§ **TEXTAUSZUG**:
Damit wähnte sich das Internet Archiv rechtlich auf der sicheren Seite von Fair Use. Dem ist allerdings nicht so, wie nach dem US-Bundesbezirksgericht für das Südliche New York nun auch das Bundesberufungsgericht für den zweiten Bundesgerichtsbezirk entschieden hat. Die Klage wird von vier großen Verlagen geführt.

Ziel des US-Copyright ist, "den Fortschritt von Wissenschaft und nützlicher Kunst zu fördern". Wenn es hilft, dieses Ziel zu erreichen, kann ein fremdes Werk selbst dann genutzt werden, wenn der Rechteinhaber nicht zustimmt. Diese Doktrin ist als Fair Use bekannt. Wann genau Fair Use vorliegt, ist im Gesetz jedoch nicht abschließend geregelt. Das wäre auch sehr schwierig.

§ **ROHDATEN**:

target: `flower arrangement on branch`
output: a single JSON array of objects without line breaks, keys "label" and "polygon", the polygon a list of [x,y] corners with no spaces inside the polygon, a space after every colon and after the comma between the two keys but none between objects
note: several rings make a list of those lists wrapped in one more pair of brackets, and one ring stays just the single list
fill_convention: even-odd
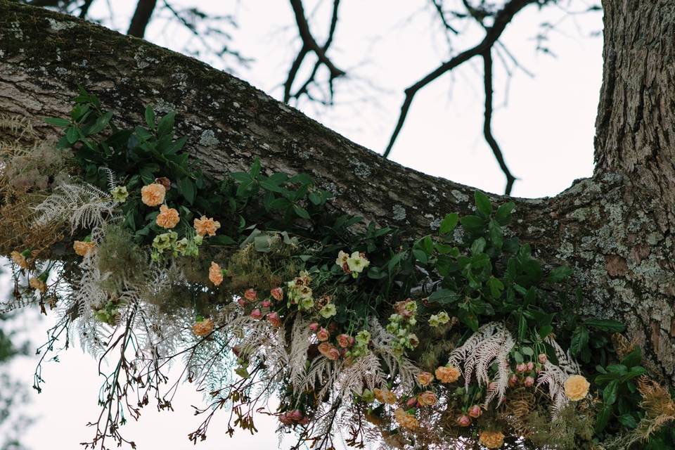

§ **GESTELLTE AUFGABE 1**: Stimmen die folgenden Aussagen mit dem Textauszug über das Internet Archiv und Fair Use überein? Antworte jeweils mit Ja oder Nein und zitiere die entscheidenden Worte des Textauszugs. (a) Die Klage wird von vier großen Verlagen geführt. (b) Das Gesetz regelt abschließend, wann Fair Use vorliegt. (c) Ein fremdes Werk darf nur mit Zustimmung des Rechteinhabers genutzt werden, selbst wenn das dem Ziel des US-Copyright dient.
§ **GESTELLTE AUFGABE 2**: Setze den Textauszug über das Internet Archiv und Fair Use nach seinem letzten Satz fort.

§ **SCHRIFTLICHE ANTWORT 1**:
(a) Ja: „Die Klage wird von vier großen Verlagen geführt.“
(b) Nein: „Wann genau Fair Use vorliegt, ist im Gesetz jedoch nicht abschließend geregelt.“
(c) Nein: „Wenn es hilft, dieses Ziel zu erreichen, kann ein fremdes Werk selbst dann genutzt werden, wenn der Rechteinhaber nicht zustimmt.“

§ **SCHRIFTLICHE ANTWORT 2**:
Im Streitfall müssen vier Elemente geprüft werden: Es kommt auf den Zweck der Nutzung an – kommerziell, nichtkommerziell oder für Bildung – sowie auf die Art des Werks, die genutzten Ausschnitte im Vergleich zum Gesamtwerk und schließlich die Auswirkungen auf den potenziellen Markt oder Wert des Werks. Gemeinsam mit dem Zweck der Nutzung ist auch zu prüfen, ob die fremden Werke einfach 1:1 übernommen werden, was gegen Fair Use spräche, oder aber in verändernder Weise (transformativ) genutzt werden. Die vier Prüfungsergebnisse müssen schließlich gegeneinander abgewogen werden.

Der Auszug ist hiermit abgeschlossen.